— Aim of the exercise —
Locate the line that contains "Given the photograph above, point out the brown". Print it and each following line through the end of the listing, verbatim, and nothing more.

— Material supplied —

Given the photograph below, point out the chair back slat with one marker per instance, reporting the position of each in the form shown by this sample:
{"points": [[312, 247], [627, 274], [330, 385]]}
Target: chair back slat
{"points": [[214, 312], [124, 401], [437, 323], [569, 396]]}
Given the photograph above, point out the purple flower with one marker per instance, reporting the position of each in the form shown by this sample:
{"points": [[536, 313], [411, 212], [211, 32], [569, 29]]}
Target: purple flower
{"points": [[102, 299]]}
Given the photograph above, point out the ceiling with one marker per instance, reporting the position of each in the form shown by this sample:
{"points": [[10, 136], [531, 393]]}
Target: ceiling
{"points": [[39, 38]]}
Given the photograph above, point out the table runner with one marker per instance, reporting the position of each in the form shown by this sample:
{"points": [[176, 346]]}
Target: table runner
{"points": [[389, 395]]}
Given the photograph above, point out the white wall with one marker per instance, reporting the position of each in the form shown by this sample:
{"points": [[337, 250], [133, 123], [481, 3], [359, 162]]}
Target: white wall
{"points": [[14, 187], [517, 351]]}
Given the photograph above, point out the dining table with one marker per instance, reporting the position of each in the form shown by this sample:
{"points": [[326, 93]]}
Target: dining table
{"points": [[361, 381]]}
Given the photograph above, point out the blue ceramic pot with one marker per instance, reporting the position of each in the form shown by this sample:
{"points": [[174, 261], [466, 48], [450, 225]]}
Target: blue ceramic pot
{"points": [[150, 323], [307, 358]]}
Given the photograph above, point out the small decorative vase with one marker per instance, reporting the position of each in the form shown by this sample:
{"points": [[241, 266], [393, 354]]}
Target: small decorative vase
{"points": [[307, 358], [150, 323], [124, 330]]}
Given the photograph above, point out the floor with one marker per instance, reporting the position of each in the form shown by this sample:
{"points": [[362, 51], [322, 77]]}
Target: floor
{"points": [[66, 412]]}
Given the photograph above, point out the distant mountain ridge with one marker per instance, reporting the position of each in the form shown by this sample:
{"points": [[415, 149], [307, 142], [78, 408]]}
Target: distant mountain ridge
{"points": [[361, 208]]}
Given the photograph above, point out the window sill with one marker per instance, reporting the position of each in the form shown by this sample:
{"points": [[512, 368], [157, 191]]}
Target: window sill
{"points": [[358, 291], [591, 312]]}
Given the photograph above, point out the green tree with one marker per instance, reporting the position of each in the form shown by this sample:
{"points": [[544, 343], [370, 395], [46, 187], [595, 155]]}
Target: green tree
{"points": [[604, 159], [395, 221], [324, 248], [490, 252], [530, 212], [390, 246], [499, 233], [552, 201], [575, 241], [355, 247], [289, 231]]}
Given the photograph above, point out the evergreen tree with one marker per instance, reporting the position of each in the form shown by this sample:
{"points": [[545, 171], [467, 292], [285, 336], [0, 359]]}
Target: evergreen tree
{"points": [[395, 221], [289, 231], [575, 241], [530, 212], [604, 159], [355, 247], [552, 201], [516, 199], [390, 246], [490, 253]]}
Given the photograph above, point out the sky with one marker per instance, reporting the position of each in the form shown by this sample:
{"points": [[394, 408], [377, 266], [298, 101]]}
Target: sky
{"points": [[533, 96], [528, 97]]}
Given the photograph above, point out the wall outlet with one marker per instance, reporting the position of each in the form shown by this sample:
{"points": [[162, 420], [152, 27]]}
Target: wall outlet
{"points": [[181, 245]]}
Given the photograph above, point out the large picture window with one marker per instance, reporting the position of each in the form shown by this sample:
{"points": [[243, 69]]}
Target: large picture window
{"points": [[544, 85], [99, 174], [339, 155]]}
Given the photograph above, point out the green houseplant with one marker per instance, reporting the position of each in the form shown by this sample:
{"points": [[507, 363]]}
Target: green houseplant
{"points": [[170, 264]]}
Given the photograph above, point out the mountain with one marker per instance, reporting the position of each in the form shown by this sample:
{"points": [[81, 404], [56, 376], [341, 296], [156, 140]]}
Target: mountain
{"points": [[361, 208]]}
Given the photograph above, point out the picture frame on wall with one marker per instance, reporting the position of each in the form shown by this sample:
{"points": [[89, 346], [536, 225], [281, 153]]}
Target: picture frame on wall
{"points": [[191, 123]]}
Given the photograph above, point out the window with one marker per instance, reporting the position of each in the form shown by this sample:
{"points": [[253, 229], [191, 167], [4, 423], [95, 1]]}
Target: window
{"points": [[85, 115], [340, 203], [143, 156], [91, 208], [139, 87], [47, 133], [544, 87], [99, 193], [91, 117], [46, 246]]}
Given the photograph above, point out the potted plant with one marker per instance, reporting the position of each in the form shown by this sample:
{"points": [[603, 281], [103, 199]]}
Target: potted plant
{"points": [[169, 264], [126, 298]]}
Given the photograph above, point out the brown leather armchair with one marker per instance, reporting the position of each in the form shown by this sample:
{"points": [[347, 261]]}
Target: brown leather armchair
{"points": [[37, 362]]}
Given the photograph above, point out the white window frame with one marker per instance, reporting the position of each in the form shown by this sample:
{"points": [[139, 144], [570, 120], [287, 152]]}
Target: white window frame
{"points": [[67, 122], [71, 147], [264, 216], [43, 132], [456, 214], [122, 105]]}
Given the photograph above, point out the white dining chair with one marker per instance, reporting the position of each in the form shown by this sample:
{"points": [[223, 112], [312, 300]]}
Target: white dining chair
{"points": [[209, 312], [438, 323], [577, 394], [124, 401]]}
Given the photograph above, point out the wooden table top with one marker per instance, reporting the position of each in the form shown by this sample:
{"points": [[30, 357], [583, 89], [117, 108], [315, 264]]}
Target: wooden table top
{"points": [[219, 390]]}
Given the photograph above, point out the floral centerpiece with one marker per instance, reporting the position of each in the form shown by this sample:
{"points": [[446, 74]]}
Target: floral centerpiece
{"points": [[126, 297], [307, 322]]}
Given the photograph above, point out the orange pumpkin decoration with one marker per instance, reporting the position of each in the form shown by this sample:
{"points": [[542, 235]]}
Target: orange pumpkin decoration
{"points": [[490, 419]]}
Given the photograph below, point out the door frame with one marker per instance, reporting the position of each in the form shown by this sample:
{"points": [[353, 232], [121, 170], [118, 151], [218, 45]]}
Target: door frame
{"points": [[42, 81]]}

— Response —
Given the photograph above, point out the brown leather armchair with one marker per instance, reporting the position of each in the form shown by this sample:
{"points": [[347, 261]]}
Target: brown leather armchair
{"points": [[37, 362]]}
Given the photograph above, point out the white window frame with one marker per instance, reporting the position of each in the form shown by this sample:
{"points": [[139, 144], [570, 120], [287, 152]]}
Target: white window frame
{"points": [[67, 122], [71, 147], [264, 216], [43, 132], [456, 214], [122, 105]]}
Given the photograph above, point out the white dining chair with one marker per instance, reporting the position of each in the form shown by this sample:
{"points": [[223, 112], [312, 300]]}
Target: white dining chair
{"points": [[209, 312], [438, 323], [577, 394], [124, 401]]}
Given the photograph above, point out the wooden table top with one marker per instance, reporting the position of each in the form shown by this sample:
{"points": [[30, 357], [583, 89], [117, 108], [315, 264]]}
Target: wooden table top
{"points": [[219, 390]]}
Given the photograph above, point out the floral centerpiece with one marker per instance, reporting the position of each in the form shown by this sample:
{"points": [[446, 74]]}
Target: floral centerpiece
{"points": [[126, 297], [307, 322]]}
Given the photograph above, point out the orange pumpkin decoration with one marker per instance, reporting the position of each in the form shown by this sample:
{"points": [[542, 235]]}
Target: orange pumpkin decoration
{"points": [[490, 419]]}
Given the photograph below, point out the door frame with one marker per instance, reporting the position of each in the form shown by this sample:
{"points": [[353, 232], [121, 170], [118, 151], [218, 45]]}
Target: door frame
{"points": [[42, 81]]}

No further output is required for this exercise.